** START Raw data **
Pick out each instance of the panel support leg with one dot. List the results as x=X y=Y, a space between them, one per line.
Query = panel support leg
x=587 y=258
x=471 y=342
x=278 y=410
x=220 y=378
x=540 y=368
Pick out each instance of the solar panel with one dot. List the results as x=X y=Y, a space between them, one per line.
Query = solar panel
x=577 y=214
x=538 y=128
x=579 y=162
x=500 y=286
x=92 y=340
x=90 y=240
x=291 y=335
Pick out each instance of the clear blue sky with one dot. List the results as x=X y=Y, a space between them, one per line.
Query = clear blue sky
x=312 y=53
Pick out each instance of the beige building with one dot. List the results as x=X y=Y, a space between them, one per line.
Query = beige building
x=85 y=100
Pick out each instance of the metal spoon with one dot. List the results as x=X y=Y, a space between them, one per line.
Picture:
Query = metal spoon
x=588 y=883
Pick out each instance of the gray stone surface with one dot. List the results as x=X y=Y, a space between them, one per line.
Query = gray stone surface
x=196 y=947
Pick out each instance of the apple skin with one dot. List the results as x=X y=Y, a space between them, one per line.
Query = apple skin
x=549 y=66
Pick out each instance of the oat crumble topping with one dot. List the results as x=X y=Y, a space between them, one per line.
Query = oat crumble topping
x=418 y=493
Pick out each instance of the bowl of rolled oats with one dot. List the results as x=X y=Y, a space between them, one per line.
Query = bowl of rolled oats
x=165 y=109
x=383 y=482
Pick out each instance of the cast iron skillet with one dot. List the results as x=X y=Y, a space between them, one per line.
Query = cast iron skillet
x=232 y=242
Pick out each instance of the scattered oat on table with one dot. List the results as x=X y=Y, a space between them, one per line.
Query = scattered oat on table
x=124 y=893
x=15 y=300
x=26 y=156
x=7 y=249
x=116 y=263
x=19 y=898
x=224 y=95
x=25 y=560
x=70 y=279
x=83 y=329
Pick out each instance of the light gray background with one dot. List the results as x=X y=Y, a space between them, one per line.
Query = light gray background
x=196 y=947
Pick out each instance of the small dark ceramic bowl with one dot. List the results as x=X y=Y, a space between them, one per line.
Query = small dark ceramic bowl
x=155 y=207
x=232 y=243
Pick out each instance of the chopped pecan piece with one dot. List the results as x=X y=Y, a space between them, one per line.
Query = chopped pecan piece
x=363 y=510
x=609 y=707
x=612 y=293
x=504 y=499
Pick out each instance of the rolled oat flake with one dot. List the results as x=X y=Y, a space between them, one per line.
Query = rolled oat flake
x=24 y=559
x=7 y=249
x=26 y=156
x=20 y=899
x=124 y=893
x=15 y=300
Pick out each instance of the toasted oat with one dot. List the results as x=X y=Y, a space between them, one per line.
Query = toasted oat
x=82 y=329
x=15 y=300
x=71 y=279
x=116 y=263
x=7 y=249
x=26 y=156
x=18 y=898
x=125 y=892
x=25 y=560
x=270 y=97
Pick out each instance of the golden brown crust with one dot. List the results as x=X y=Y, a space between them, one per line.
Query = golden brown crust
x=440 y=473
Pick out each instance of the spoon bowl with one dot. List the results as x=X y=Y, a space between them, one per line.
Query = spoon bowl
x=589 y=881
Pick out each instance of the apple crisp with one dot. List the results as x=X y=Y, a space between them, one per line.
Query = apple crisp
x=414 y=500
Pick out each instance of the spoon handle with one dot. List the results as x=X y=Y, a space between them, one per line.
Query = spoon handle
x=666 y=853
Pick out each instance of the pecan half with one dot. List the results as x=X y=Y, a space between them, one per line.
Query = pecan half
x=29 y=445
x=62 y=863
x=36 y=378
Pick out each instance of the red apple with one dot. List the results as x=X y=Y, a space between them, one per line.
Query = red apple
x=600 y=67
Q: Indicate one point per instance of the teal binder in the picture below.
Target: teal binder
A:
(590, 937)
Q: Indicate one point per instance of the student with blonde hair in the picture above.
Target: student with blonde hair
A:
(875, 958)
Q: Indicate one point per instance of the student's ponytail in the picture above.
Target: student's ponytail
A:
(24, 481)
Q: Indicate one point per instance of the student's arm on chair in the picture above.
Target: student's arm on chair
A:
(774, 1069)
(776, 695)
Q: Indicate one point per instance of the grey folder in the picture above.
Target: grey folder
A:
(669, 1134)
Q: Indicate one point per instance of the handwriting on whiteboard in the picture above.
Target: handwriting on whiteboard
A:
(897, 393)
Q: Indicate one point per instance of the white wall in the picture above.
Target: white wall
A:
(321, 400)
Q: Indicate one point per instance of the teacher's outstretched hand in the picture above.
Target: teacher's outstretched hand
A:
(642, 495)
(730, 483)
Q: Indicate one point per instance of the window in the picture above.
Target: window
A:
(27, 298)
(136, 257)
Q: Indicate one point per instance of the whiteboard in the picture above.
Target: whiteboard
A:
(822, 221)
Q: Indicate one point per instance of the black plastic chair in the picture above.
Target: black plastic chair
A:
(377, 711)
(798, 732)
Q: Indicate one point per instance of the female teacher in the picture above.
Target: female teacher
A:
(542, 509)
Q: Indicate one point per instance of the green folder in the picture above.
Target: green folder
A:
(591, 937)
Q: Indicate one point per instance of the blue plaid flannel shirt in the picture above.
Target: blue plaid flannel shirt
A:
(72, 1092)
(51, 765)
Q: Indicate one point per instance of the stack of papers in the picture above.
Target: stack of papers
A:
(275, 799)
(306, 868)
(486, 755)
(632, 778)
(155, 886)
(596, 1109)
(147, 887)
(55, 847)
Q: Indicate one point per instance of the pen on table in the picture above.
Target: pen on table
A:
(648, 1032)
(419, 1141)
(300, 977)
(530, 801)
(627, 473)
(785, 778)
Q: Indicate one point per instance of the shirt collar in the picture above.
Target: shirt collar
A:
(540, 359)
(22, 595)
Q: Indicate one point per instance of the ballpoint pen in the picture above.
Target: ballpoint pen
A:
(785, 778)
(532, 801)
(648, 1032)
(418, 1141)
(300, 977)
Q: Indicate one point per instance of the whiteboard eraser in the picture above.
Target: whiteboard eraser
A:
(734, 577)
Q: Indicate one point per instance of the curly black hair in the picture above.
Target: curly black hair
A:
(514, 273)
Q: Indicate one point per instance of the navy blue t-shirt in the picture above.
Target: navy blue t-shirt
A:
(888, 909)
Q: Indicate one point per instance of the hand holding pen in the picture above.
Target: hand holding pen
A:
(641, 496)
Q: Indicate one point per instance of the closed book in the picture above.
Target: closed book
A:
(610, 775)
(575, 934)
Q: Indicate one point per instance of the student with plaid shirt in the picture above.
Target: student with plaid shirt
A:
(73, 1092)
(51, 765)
** END Raw data **
Could you rewrite the listing from the line containing "Q: Indicate one point per instance of the curly" through its end, changing "closed book" to "closed notebook" and leaving everything else as it is?

Q: Indicate one point per instance of the curly black hair in the picture above.
Target: curly black hair
A:
(514, 273)
Q: Indicate one point per instance of the navy blue t-shirt in the picture above.
Target: navy blue t-shirt
A:
(888, 909)
Q: Indicate one point per instance of the hand holding pen in the picture above.
Target: hand holding pen
A:
(641, 496)
Q: Indicate one point per instance of the closed notebook in the picture above.
Target: closed notebook
A:
(610, 775)
(575, 934)
Q: Indicate one point per instance of the student with plaid shirt in the picture above.
Target: student with plaid shirt
A:
(73, 1092)
(51, 765)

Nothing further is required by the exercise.